EXERCISE DETAILS –
When you repeat the listing, keep every character as it is.

DATA RECORDS –
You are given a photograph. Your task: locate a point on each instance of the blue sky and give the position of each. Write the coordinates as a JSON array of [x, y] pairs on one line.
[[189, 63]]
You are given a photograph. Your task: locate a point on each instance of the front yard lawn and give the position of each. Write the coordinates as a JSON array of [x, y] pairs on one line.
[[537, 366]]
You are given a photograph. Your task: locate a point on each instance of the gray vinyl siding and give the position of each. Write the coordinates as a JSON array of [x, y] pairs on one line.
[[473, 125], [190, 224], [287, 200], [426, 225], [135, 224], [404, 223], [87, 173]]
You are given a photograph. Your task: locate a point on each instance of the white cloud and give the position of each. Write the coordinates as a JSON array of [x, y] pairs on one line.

REPLY –
You are given a photograph. Your task: locate a point on each instance of the blue sky and give the position of each. Write the coordinates as a JSON array of [x, y] pairs on one line.
[[189, 63]]
You are given a photograph. Your task: locate a point on each instance of the front yard lawn and give the position of each. Write the coordinates as a JSON array of [x, y] pairs on one line.
[[537, 366]]
You are given a photograph. Your task: locate a point on each instance of the gray vinyl siding and give the position of each. Write the coordinates as a JSON array of [x, y] pairs on one line.
[[473, 125], [190, 224], [287, 200], [426, 225], [135, 224], [404, 223], [87, 173]]
You are given a photograph. Your task: locate a point on each instance of the white cloud and give the position of each. Write the coordinates as a JSON array of [x, y] pairs on one line.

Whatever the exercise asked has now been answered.